- **Enunciado da tarefa**:
Atualize tudo desde o início dos itens até a linha que contém "176), (53, 174)]", trocando "green" por "yellow" e mantendo o restante igual.

- **Linhas de dados**:

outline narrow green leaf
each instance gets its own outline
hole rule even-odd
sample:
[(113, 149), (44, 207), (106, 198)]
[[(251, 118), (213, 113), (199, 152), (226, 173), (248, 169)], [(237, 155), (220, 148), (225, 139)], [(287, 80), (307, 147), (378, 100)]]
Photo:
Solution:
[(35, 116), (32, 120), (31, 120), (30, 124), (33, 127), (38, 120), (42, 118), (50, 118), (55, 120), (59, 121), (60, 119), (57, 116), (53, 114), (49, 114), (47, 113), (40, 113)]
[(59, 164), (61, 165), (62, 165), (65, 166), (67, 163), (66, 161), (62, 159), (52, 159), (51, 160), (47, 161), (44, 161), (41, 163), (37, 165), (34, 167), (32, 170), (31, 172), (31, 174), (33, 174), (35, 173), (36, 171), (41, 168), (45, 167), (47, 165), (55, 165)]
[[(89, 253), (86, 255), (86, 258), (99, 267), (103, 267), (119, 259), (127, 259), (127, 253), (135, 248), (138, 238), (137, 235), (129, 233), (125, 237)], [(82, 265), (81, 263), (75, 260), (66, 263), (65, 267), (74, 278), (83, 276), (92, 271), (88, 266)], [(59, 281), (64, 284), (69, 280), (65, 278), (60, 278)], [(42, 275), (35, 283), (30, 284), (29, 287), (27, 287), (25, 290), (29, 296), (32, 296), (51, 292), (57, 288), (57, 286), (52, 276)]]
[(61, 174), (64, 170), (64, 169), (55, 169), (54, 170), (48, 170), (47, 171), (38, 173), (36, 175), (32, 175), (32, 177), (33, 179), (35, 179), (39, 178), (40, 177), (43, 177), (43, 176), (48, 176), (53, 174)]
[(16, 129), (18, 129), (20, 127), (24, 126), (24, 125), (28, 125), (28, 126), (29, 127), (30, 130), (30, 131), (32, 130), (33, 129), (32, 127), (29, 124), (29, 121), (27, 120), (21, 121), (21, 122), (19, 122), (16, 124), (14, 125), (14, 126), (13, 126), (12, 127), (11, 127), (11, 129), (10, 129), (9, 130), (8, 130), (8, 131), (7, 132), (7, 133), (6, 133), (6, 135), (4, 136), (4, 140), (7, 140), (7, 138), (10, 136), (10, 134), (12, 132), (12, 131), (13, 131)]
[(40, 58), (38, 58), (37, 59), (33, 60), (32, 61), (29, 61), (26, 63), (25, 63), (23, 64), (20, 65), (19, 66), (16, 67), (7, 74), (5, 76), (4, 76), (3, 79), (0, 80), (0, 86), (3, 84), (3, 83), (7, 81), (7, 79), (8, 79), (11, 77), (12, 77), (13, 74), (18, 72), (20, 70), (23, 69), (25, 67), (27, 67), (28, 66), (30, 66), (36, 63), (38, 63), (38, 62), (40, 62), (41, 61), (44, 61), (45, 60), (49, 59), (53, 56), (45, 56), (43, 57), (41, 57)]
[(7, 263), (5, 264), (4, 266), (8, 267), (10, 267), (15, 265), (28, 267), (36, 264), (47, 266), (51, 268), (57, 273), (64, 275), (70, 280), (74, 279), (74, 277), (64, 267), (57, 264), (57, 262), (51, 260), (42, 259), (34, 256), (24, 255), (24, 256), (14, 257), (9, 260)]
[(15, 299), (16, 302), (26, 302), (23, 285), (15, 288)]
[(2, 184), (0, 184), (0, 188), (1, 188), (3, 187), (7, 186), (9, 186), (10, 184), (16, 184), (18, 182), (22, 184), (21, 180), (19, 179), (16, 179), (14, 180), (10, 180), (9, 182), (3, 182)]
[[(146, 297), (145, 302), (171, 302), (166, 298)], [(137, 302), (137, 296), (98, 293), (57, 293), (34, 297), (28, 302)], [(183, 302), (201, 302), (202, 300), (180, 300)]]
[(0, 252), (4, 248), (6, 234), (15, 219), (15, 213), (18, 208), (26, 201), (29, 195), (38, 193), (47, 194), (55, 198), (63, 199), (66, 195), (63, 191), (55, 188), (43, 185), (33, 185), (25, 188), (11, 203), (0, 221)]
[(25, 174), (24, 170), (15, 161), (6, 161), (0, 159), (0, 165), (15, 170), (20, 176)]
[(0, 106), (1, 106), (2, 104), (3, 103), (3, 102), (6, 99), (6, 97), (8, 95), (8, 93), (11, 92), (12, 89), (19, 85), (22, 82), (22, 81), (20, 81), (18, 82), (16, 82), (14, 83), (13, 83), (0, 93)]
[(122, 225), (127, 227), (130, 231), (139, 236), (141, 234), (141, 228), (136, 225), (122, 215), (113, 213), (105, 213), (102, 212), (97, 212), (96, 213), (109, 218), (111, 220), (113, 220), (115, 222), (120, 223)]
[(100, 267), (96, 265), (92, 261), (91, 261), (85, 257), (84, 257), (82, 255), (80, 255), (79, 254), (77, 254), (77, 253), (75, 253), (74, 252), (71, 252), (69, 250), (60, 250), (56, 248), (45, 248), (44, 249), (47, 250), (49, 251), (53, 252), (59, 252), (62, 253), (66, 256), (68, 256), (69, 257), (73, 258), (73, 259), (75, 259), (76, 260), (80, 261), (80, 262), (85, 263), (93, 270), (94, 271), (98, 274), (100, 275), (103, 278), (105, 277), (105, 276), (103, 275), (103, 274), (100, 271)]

- **Resolução**:
outline narrow yellow leaf
each instance gets its own outline
hole rule even-odd
sample:
[(113, 149), (44, 207), (106, 198)]
[[(251, 118), (213, 113), (199, 152), (226, 173), (248, 169)], [(237, 155), (220, 148), (225, 139)], [(287, 80), (307, 147), (378, 100)]]
Photo:
Solution:
[(35, 116), (32, 120), (31, 120), (30, 124), (33, 127), (38, 120), (42, 118), (50, 118), (55, 120), (59, 121), (60, 119), (57, 116), (53, 114), (49, 114), (47, 113), (40, 113)]
[(59, 164), (61, 165), (62, 165), (65, 166), (67, 163), (66, 161), (62, 159), (52, 159), (51, 160), (47, 161), (44, 161), (41, 163), (37, 165), (34, 167), (32, 170), (31, 172), (31, 174), (33, 174), (35, 173), (36, 171), (41, 168), (45, 167), (47, 165), (55, 165)]
[[(89, 253), (86, 255), (86, 258), (99, 267), (103, 267), (119, 259), (127, 259), (127, 253), (135, 248), (138, 238), (137, 235), (129, 233), (125, 237)], [(82, 265), (81, 263), (75, 260), (66, 263), (65, 267), (74, 278), (83, 276), (92, 271), (88, 266)], [(59, 281), (64, 284), (69, 280), (65, 278), (60, 278)], [(42, 275), (35, 283), (30, 284), (29, 287), (27, 287), (25, 290), (29, 296), (32, 296), (51, 292), (57, 288), (57, 286), (52, 276)]]
[(61, 174), (64, 170), (64, 169), (55, 169), (54, 170), (48, 170), (47, 171), (38, 173), (36, 175), (32, 175), (32, 177), (33, 179), (35, 179), (39, 178), (40, 177), (43, 177), (43, 176), (48, 176), (53, 174)]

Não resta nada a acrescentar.